• **DATASET**:
## Start

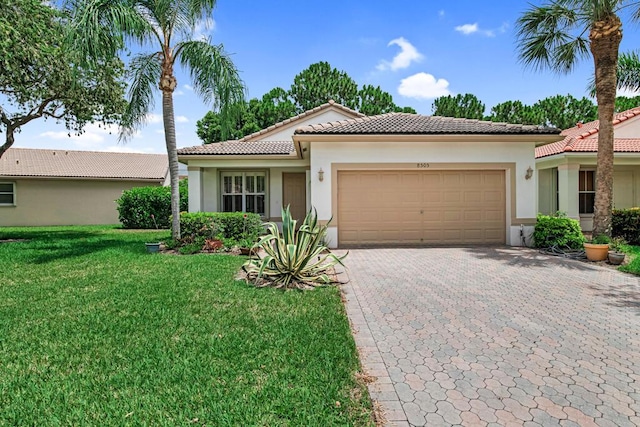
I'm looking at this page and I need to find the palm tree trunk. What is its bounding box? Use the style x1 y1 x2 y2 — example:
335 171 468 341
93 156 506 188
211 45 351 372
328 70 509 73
162 85 180 240
592 15 622 236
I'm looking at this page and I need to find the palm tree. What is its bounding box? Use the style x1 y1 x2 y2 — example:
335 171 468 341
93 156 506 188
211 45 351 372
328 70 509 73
618 52 640 92
516 0 640 236
72 0 245 239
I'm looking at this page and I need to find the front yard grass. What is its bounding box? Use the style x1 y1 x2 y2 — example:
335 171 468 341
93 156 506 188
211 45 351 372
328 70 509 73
0 227 373 426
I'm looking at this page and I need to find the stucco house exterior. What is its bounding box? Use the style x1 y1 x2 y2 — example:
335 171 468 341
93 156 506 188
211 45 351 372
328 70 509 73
536 107 640 232
178 101 560 247
0 148 169 226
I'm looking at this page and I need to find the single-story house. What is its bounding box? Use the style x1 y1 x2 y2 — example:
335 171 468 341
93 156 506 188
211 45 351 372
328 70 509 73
0 148 169 226
178 101 561 247
536 107 640 232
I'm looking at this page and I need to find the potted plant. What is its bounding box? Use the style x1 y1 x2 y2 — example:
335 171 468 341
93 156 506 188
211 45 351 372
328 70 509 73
584 234 611 261
607 237 627 265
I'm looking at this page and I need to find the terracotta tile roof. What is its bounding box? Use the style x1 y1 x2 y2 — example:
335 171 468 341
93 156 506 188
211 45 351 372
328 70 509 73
0 148 169 180
238 99 366 142
536 107 640 159
178 140 296 156
295 113 560 135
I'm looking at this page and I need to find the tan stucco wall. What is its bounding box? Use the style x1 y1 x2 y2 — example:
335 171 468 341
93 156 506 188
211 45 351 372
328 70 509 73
0 178 159 226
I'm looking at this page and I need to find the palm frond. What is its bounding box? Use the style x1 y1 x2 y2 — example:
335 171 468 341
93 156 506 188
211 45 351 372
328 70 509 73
618 52 640 91
70 0 154 59
120 53 162 141
175 40 246 139
516 0 589 73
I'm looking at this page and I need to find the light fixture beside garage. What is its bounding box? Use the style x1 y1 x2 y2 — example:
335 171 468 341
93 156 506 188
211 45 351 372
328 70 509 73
524 166 533 179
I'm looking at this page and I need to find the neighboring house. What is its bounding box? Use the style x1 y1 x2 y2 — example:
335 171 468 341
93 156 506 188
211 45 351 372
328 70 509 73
0 148 169 226
178 101 559 247
536 107 640 232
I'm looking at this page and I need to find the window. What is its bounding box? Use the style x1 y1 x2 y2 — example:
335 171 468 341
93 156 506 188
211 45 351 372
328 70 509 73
222 172 266 216
0 182 16 206
578 171 596 214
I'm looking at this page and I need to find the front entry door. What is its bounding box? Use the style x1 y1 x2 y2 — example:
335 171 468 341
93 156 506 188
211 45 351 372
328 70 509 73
282 172 307 221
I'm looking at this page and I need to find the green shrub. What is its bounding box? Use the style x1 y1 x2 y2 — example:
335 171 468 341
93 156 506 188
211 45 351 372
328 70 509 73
116 180 189 229
180 212 264 244
244 207 347 289
533 213 585 249
611 208 640 245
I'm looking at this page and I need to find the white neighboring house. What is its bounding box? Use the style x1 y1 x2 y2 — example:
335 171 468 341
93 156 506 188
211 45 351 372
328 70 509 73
178 101 561 248
536 107 640 232
0 148 169 226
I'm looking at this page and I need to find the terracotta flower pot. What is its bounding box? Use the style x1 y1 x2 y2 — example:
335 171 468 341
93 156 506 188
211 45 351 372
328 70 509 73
584 243 609 261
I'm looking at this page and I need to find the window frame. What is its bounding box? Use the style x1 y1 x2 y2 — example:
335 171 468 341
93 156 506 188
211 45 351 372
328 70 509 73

## End

Rewrite in full the data from the line with "find the single-story" to the line with "607 237 627 265", both included, shifting each bounding-box coordinate in the answers up by 40. The sample coordinates given to show the format stay as they are.

I'm looking at this page and I need to find the single-story house. What is its bounding box? Use the style x1 y1 x2 y2 — example:
335 171 468 341
93 156 506 188
211 45 351 372
328 70 509 73
40 188 209 266
218 141 601 287
576 147 680 272
I'm looking at this page and I need to find the potted plant. What is its bounding box? Use the style x1 y1 x2 y2 — example:
335 171 468 341
93 156 506 188
211 45 351 372
328 70 509 73
624 274 651 301
647 277 667 305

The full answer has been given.